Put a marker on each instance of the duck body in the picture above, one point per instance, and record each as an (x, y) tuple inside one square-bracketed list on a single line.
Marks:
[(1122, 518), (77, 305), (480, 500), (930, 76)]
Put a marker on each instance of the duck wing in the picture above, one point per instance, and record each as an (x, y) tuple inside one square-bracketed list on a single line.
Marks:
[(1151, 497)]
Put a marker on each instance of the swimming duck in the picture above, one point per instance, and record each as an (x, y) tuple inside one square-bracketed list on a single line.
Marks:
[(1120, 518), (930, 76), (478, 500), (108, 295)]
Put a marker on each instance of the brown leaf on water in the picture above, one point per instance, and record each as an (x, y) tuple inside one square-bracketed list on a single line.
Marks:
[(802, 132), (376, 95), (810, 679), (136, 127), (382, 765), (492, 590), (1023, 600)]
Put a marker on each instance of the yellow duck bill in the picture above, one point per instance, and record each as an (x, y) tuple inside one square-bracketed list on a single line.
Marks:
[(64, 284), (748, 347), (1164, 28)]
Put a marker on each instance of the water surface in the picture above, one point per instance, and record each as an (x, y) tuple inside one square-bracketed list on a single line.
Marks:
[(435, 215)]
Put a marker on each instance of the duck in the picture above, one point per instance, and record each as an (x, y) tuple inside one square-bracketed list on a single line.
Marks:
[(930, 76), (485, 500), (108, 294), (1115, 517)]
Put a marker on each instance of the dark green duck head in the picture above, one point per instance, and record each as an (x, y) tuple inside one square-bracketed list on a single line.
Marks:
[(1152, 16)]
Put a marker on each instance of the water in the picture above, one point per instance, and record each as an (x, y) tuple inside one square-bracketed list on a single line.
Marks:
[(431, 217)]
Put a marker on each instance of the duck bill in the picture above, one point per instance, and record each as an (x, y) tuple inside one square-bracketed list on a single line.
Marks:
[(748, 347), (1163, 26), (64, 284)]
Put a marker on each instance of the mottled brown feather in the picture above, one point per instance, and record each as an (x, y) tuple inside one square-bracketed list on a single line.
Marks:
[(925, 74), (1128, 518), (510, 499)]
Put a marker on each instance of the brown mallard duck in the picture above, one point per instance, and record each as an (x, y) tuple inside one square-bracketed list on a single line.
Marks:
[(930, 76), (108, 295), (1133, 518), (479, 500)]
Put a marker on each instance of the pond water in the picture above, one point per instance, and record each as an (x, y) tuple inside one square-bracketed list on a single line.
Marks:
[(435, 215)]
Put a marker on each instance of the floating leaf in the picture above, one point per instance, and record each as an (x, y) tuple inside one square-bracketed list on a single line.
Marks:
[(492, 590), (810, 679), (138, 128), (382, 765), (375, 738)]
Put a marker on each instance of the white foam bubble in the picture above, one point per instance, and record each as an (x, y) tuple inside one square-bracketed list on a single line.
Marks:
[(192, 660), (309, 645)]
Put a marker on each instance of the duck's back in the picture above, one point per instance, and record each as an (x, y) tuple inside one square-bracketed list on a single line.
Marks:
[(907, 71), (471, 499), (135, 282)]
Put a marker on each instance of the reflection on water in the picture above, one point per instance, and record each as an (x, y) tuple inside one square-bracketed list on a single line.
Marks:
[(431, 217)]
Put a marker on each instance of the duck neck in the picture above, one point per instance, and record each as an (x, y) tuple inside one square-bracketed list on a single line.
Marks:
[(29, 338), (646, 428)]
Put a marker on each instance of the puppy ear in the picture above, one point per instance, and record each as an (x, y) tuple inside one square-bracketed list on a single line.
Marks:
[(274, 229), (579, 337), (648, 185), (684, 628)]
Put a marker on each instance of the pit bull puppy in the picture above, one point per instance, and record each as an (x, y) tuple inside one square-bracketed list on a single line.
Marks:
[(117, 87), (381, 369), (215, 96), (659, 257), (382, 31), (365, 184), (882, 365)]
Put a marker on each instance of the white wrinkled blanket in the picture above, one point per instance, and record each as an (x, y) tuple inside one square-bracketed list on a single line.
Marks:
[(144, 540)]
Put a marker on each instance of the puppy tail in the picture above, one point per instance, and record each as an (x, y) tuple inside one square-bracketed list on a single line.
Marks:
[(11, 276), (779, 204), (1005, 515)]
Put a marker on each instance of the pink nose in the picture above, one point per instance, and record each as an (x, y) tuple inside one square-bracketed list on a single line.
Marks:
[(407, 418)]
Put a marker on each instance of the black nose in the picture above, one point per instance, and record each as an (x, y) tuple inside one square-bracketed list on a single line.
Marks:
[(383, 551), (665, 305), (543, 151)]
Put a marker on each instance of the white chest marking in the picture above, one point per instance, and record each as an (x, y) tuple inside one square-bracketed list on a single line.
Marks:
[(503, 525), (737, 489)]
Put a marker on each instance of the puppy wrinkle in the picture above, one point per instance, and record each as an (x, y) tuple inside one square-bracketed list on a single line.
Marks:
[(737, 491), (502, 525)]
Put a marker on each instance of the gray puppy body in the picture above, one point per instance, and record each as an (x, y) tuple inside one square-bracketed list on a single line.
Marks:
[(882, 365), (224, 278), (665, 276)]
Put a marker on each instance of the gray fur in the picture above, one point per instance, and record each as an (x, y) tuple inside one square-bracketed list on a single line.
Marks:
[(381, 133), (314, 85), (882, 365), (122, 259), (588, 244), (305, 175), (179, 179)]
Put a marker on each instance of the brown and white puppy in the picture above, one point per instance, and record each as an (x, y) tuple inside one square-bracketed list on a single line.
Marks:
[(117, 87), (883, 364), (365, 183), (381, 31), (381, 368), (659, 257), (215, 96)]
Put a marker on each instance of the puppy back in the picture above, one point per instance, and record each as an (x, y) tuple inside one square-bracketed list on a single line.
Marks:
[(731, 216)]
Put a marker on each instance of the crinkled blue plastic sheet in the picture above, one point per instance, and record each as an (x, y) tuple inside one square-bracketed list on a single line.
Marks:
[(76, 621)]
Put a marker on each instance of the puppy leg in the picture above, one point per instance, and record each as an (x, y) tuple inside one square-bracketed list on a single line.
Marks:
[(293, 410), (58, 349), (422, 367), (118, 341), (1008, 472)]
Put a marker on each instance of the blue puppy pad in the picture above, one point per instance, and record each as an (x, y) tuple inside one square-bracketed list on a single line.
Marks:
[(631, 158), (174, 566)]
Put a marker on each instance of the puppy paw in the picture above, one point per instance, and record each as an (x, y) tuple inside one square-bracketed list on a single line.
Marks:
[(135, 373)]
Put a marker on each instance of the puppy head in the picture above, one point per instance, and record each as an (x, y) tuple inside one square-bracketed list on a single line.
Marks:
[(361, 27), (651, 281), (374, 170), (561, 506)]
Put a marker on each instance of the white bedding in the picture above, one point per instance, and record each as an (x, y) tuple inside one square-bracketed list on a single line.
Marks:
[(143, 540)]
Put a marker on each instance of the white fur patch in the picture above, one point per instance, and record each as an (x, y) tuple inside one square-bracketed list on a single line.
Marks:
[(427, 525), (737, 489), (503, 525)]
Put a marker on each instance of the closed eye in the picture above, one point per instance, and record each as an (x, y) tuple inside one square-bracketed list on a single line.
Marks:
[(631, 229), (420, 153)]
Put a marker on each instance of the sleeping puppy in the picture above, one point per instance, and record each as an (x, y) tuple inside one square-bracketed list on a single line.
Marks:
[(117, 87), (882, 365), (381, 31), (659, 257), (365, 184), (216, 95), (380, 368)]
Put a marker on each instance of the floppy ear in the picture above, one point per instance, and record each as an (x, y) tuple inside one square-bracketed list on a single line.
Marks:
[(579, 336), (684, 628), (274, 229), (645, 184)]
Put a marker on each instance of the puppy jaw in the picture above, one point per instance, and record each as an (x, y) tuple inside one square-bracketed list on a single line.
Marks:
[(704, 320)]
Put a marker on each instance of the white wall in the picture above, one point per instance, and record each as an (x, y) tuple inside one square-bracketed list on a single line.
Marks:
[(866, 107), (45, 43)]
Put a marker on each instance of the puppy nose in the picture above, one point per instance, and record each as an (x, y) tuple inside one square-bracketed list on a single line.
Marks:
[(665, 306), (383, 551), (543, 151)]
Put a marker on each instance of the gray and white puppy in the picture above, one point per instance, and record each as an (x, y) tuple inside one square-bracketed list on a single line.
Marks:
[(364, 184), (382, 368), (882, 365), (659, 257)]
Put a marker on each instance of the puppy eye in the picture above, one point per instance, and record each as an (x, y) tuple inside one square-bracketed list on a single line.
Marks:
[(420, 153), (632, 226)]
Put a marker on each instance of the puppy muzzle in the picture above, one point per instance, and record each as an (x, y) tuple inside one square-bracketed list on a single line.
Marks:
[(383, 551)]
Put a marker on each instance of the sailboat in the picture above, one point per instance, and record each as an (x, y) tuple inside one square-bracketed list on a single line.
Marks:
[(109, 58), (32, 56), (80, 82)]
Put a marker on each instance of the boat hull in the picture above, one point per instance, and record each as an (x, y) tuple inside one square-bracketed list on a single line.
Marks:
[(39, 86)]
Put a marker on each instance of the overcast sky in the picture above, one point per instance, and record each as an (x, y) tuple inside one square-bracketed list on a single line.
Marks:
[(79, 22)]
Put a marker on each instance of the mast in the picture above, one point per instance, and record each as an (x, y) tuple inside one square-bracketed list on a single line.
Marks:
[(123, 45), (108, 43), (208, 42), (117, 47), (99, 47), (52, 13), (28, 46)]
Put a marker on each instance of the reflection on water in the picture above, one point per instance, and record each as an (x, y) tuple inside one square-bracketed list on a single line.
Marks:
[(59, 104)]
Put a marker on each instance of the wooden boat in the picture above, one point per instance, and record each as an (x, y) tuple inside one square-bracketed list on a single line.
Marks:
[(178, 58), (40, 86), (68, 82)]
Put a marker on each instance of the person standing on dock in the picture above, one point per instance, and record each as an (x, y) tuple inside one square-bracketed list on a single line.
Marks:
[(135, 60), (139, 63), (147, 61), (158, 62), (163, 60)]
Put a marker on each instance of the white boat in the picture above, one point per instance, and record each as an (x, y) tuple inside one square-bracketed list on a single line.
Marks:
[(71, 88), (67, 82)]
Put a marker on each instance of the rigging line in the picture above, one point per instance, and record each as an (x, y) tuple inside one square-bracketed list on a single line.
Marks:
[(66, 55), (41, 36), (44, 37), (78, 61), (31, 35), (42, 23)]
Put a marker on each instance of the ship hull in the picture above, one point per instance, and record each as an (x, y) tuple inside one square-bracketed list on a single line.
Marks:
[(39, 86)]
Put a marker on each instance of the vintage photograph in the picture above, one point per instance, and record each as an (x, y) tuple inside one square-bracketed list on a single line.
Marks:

■ ■ ■

> [What the exercise asks]
Every line in the entries above that has the word "head" should be identified and copied.

> [Problem solution]
Put a marker on each instance of the dark green duck head in the picture above, one point per instance, and record each as an (x, y) tuple inside one square-bracketed list on a single line.
Put a marker on each instance of the puppy head in the picture above, one point per instance, and record each as an (x, y) tuple inside one square-bracketed list on a single line.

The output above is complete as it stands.